YOUR ASSIGNMENT: Your reply should be the records below, duplicated exactly, with any picture removed.

Natural language region descriptions:
╭──

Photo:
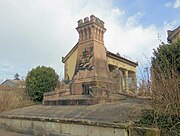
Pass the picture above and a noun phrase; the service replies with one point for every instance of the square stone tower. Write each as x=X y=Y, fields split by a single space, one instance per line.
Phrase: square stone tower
x=91 y=64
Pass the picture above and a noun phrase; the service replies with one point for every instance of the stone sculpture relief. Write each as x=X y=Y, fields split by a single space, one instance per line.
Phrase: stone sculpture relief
x=86 y=59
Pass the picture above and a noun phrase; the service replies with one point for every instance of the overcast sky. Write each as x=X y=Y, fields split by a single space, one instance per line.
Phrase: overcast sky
x=40 y=32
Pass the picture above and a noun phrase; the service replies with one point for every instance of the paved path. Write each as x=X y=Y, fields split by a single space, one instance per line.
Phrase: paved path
x=8 y=133
x=123 y=111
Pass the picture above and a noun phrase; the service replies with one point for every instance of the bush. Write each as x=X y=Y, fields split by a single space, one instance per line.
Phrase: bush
x=40 y=80
x=166 y=79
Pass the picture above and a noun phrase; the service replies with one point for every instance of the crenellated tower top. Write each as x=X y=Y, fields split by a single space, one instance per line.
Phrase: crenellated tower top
x=91 y=29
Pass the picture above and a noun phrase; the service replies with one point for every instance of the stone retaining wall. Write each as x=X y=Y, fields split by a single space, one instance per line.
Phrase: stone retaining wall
x=59 y=129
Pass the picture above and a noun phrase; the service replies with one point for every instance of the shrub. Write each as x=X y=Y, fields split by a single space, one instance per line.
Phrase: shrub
x=40 y=80
x=166 y=86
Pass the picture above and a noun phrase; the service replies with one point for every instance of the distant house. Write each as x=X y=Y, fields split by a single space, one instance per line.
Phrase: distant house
x=14 y=83
x=174 y=35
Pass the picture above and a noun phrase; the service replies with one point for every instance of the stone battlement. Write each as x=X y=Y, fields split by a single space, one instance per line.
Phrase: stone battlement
x=88 y=20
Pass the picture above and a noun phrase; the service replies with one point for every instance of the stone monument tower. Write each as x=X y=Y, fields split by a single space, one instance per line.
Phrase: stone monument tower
x=91 y=64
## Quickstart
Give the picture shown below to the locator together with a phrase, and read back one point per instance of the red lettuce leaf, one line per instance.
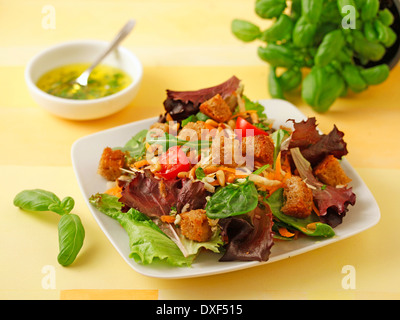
(225, 89)
(182, 104)
(155, 197)
(333, 203)
(315, 146)
(248, 241)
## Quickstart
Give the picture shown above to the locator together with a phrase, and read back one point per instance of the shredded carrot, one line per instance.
(285, 232)
(115, 191)
(278, 167)
(243, 113)
(167, 219)
(141, 163)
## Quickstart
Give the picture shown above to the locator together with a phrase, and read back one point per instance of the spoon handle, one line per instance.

╰──

ANSWER SECTION:
Photo:
Pass the picture above and a noun phrase; the service replies with one point for every instance of the square stone tower. Write each as x=X y=Y, fields split by a single space, one instance per line.
Phrase: square stone tower
x=91 y=64
Pass the picture above and a noun phrase; the service replies with one point for every instance of the stone sculpture relief. Write each as x=X y=Y, fields split by a single space, one instance per line.
Phrase: stone sculpture relief
x=86 y=59
Pass the picture above and a noun phrase; the service replies with one point for every instance of the overcast sky. Write each as x=X y=Y, fields split by a single space, one instance per line.
Phrase: overcast sky
x=40 y=32
Pass the picture above and a noun phrase; the service replies with one point for every instance of the paved path. Write each as x=X y=Y, fields split by a single space, one instance per line.
Phrase: paved path
x=8 y=133
x=123 y=111
Pass the picture above and a noun phrase; the service replies with one point for every instance of the bush. Write each as x=X y=Y, fields split by a single space, one instance per line.
Phrase: bush
x=40 y=80
x=166 y=79
Pass the picture above and a noun phrase; the service replies with one point for every instance of the crenellated tower top. Write each as x=X y=Y, fields split by a single space, one instance per line.
Phrase: crenellated tower top
x=91 y=29
Pass the picture above and a noun phrase; the service replies with one point for every instance of the stone retaining wall. Write each as x=X y=Y, fields split by a single space, one instance per line.
Phrase: stone retaining wall
x=59 y=129
Pass the picture above and a noun phrase; the service replies with one point for every instance of the shrub. Write each as x=X y=Y, fields split by a single space, one instance per line.
Phrase: shrub
x=40 y=80
x=166 y=86
Pass the picture above and a noun phrase; the service replies with one point for every instance of the distant house. Write each as x=X y=Y, fields split by a single space, one instance per line.
Phrase: distant house
x=14 y=83
x=174 y=35
Pass the picture above and a noun phrase; the service replies with one point for every instance of the stone battlement. Write each as x=X y=Y, fields split by a single space, one instance per line.
Phrase: stone battlement
x=88 y=20
Pass the picture above and a noun phrase; the service replies with one point for every instance of the stone monument tower. Write each as x=X y=Y, fields split by a single space, one instance per line.
Phrase: stone monument tower
x=91 y=64
## Quickstart
Give the picture shown below to the locator together with a phrase, and read back one point per instance of the red lettuce leaf, one line per instance.
(225, 89)
(182, 104)
(155, 197)
(333, 203)
(315, 146)
(248, 241)
## Quickstart
Give the picture shown above to the locator together with a phrase, and read back one point per instance of the shredded carrot, one line per instance.
(285, 232)
(115, 191)
(278, 167)
(243, 113)
(167, 219)
(141, 163)
## Quickstart
Give the picture shown above to the locator together with a phrase, and read back one point per instance of the spoon handle, one line per instance.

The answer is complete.